[Study material Boundary: Start]

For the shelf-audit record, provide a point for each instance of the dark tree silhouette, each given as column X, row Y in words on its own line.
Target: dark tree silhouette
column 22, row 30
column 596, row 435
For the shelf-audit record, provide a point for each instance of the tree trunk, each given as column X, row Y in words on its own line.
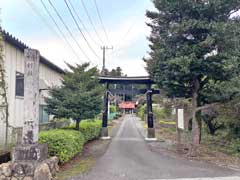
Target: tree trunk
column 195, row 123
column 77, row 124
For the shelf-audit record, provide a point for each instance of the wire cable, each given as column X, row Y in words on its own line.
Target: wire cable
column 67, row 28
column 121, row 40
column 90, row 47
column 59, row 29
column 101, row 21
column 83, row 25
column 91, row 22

[Study material Boundary: End]
[Study material Boundary: Start]

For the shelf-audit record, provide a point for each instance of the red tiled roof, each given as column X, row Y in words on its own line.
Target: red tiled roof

[Study material Boundary: End]

- **Exercise prompt**
Wherever the word "each" appears in the entries above, copy that whole line.

- **Solution to this problem**
For the shelf-audit record, provide a point for each instance of the dark tree silhouette, each given as column X, row Y in words on its own line.
For the shelf-audit record, provide a point for each instance of the tree trunk, each given as column X, row Y in words on its own line.
For the shelf-audit record, provide a point for each instance of the wire cable, each given as column X, row Y in words on its own line.
For the shelf-audit record, provide a point for each instance of the red tiled roof, each given as column X, row Y in words on its own line.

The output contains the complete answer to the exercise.